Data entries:
==*==

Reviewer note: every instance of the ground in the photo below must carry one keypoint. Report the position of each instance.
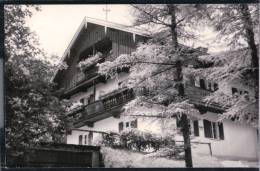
(129, 159)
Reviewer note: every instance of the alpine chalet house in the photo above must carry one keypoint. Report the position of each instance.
(97, 101)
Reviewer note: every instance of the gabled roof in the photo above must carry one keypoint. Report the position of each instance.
(106, 24)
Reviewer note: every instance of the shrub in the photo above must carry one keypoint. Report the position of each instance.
(137, 140)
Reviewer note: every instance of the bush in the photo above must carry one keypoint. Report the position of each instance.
(137, 140)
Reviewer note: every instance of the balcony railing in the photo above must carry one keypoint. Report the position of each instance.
(80, 77)
(107, 102)
(196, 95)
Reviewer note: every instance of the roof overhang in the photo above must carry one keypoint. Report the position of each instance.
(84, 25)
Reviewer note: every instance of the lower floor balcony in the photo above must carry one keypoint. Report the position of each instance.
(109, 105)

==*==

Task to carry out: Starting at the line that contains "Reviewer note: every instance of the alpine", retype each line through the end of the listing above and nothing else.

Answer:
Reviewer note: every instance of the alpine chalet house in the photo above must carry one keypoint. Report the position of each instance.
(97, 101)
Reviewer note: every instance of the gabled roof in the photo above must carry one keypoint. Report the position of each instance.
(106, 24)
Reviewer note: every instance of the shrub in the photo above must carry one keypoint. Report the position of each instance.
(137, 140)
Reviewer note: every instance of the bush in the photo above must carry one keypoint. Report the position of each instance.
(137, 140)
Reviewer note: every instance of the balcony railing in the photo above must carry one keypoint. Report the position of each instance.
(80, 77)
(107, 102)
(196, 95)
Reviewer note: every instance of the roof overhang in the photo above must carry one keypoint. Report the position of each instance.
(84, 25)
Reviewer note: every instance of the lower floor balcony in the photo above must carry one keypoint. Report the position of each instance.
(109, 105)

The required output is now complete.